## Set exercise
Count the lines in the data below that contain the string "apple", matching case exactly, and reply with only that count.
*** Information provided
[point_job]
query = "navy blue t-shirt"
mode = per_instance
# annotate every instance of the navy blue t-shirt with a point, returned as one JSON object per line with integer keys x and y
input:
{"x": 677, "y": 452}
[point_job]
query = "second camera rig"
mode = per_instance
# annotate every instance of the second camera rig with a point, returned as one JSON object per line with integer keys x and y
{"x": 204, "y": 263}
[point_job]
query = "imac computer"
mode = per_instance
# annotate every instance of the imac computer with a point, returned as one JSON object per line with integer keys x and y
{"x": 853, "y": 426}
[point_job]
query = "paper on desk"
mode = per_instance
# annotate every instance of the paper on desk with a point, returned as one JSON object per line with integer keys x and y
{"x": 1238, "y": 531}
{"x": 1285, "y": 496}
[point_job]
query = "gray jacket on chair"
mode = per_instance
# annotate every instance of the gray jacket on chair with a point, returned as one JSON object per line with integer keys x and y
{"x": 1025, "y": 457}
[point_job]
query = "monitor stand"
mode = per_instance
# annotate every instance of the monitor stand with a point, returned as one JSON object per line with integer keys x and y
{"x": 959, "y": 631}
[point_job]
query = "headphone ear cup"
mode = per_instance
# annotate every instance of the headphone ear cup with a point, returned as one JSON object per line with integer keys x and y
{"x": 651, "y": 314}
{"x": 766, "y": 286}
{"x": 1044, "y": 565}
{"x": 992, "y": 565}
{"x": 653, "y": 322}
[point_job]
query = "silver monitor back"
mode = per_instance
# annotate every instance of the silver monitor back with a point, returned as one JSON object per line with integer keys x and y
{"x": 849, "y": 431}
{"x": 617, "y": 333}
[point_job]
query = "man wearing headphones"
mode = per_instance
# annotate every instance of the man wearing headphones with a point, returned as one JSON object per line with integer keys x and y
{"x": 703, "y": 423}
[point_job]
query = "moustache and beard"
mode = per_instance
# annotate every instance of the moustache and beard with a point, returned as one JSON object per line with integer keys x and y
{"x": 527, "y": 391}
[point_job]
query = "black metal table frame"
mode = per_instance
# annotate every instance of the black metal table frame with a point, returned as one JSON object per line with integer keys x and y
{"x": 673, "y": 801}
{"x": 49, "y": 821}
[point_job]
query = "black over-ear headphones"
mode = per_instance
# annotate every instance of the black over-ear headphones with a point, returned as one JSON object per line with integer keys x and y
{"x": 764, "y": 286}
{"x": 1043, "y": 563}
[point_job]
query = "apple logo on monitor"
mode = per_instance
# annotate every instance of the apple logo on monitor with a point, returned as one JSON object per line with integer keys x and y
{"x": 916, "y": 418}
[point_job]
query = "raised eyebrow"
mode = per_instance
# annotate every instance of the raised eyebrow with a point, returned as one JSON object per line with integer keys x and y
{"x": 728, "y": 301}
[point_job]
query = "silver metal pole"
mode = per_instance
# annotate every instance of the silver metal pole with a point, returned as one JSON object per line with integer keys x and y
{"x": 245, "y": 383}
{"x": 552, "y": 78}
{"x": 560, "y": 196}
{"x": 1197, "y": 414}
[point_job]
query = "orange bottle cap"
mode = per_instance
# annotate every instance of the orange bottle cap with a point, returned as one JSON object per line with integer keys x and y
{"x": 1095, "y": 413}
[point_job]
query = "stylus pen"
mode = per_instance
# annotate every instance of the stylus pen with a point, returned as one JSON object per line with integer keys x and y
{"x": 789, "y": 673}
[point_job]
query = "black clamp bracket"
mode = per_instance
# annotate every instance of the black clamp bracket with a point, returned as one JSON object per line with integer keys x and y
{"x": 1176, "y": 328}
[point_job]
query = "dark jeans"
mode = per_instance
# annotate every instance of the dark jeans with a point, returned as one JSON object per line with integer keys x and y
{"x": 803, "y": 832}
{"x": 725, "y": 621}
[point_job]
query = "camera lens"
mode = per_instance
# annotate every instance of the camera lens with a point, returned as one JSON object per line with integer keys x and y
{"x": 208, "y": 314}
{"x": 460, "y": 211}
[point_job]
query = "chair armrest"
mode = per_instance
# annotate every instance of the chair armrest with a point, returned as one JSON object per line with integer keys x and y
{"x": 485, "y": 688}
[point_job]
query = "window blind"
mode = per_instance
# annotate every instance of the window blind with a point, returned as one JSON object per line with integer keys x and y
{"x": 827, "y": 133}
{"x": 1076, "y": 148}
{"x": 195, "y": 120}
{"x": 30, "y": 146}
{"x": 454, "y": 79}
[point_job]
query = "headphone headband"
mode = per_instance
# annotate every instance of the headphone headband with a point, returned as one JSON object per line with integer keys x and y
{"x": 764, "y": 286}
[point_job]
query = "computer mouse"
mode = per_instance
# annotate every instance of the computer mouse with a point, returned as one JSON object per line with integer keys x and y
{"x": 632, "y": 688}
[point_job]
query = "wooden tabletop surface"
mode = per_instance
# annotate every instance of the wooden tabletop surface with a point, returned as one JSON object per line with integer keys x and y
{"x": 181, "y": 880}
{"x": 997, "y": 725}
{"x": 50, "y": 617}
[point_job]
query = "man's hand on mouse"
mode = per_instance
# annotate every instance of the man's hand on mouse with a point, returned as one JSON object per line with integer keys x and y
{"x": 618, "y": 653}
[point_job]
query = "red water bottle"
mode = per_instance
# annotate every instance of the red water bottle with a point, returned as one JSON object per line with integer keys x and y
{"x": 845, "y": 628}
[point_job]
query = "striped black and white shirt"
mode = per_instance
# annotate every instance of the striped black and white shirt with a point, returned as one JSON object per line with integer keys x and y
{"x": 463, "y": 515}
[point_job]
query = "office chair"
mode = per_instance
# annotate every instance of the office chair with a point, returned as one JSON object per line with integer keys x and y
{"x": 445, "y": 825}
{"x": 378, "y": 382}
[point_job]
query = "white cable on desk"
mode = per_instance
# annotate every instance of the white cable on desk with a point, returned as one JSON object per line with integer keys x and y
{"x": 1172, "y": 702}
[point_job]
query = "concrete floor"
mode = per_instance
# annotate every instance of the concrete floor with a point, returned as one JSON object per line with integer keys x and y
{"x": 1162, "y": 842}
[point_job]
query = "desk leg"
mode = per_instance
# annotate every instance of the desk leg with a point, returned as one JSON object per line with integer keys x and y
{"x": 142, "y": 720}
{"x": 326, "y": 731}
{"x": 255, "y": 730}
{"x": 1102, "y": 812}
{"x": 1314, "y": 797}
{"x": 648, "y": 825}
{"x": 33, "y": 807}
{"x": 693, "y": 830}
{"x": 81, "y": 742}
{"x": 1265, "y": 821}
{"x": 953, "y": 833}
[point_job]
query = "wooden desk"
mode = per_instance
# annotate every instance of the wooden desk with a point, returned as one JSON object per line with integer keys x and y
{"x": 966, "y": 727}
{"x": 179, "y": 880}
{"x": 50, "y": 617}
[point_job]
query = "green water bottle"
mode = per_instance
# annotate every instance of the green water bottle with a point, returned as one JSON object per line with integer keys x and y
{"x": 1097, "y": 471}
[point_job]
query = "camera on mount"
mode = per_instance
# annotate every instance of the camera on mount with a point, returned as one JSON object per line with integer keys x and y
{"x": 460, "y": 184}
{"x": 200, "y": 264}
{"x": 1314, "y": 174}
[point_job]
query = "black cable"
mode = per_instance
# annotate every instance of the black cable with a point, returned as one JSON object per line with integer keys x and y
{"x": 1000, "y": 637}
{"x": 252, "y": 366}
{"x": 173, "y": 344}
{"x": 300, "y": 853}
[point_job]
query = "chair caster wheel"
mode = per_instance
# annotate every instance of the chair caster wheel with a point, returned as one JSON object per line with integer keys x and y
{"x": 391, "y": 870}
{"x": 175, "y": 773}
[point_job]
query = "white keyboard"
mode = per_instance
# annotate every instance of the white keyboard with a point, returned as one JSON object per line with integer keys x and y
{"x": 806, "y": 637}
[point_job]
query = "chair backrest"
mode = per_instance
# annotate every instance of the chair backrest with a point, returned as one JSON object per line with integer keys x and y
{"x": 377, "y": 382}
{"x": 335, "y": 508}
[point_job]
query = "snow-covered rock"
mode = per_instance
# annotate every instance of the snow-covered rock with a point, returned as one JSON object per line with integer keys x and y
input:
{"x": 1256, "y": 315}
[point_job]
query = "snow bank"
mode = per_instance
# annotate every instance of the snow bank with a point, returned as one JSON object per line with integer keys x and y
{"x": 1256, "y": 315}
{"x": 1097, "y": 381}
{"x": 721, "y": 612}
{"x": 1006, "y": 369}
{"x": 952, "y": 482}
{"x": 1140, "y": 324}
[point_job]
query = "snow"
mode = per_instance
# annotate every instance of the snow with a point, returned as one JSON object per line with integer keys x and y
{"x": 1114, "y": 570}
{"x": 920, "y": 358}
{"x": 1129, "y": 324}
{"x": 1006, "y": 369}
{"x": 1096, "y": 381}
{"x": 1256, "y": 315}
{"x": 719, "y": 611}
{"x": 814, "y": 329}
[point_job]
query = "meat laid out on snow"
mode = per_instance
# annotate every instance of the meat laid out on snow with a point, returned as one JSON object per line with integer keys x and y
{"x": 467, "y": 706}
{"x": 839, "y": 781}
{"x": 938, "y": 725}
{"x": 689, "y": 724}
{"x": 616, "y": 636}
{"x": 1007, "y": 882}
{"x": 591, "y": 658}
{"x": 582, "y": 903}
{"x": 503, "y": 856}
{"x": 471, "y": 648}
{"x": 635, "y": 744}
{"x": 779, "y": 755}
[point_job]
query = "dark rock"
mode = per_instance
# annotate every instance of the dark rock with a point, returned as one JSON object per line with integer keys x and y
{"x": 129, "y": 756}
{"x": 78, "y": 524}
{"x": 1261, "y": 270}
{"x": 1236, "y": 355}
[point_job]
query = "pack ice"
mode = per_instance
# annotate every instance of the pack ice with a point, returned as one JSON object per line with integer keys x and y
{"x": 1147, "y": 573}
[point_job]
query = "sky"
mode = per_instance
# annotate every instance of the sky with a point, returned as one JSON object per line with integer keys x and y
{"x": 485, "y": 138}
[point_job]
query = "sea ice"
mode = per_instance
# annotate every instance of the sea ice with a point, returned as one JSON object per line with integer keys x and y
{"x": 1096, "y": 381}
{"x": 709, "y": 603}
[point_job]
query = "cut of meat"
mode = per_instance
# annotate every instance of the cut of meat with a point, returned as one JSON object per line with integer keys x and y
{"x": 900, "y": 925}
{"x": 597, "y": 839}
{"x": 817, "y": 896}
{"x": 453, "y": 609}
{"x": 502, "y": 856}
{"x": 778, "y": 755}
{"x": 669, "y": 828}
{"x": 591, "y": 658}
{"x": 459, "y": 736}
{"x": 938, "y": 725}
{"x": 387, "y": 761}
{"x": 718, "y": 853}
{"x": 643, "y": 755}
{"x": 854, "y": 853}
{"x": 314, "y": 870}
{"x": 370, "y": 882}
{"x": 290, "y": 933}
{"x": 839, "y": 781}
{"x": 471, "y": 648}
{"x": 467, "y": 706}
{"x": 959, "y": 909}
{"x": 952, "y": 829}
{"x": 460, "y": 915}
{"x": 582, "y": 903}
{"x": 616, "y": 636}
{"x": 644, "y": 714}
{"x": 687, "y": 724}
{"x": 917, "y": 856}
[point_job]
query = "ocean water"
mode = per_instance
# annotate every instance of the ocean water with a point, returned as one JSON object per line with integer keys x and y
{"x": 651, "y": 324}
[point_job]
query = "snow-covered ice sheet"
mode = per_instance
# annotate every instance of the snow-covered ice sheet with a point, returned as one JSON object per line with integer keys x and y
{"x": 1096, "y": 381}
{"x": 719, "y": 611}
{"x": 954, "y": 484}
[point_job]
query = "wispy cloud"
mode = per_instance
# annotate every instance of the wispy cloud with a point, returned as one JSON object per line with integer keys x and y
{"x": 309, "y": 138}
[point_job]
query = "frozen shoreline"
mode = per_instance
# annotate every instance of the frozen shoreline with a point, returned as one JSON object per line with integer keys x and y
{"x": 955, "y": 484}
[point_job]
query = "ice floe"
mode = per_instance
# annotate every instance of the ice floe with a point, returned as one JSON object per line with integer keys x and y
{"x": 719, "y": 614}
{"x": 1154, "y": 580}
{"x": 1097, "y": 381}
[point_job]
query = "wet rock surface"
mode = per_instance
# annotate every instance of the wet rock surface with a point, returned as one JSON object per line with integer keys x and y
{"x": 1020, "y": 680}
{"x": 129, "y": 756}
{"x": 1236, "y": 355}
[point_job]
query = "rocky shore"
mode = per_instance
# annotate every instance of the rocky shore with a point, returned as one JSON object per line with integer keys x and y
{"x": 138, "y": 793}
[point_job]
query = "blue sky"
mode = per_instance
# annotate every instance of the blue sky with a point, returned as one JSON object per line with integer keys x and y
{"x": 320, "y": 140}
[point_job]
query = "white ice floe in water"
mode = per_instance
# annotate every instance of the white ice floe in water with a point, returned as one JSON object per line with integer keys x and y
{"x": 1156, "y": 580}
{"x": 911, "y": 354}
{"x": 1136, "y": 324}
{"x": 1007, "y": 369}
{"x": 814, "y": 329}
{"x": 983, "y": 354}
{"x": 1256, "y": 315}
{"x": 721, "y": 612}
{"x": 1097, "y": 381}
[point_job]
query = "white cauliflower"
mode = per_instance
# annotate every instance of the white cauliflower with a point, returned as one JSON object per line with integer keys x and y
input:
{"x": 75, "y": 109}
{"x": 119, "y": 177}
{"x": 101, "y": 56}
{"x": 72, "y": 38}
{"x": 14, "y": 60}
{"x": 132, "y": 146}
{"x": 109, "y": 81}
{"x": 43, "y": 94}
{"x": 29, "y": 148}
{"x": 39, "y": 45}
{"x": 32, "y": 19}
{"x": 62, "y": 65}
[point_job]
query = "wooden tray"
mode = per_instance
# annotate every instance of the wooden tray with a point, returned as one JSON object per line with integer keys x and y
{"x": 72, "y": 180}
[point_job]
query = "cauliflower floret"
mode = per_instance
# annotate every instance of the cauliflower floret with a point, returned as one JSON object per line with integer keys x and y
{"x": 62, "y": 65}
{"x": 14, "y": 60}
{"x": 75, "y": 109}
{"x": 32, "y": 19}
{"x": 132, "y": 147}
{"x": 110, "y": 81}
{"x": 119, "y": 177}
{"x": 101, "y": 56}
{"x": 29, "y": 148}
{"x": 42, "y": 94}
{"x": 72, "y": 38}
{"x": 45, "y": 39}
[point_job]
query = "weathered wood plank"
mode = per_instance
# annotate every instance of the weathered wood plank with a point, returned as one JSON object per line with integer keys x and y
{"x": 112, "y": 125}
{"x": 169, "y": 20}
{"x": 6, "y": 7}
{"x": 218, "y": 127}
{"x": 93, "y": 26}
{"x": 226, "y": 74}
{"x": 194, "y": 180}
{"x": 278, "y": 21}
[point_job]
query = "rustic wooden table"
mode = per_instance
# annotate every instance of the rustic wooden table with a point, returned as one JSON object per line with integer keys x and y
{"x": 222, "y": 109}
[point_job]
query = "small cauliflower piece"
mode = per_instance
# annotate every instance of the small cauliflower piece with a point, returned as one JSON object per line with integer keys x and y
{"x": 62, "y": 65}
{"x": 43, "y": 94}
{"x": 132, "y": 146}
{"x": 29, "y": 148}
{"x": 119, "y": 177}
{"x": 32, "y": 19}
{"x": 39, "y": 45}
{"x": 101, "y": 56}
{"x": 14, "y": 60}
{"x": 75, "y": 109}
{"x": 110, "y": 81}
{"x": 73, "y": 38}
******
## Finished task
2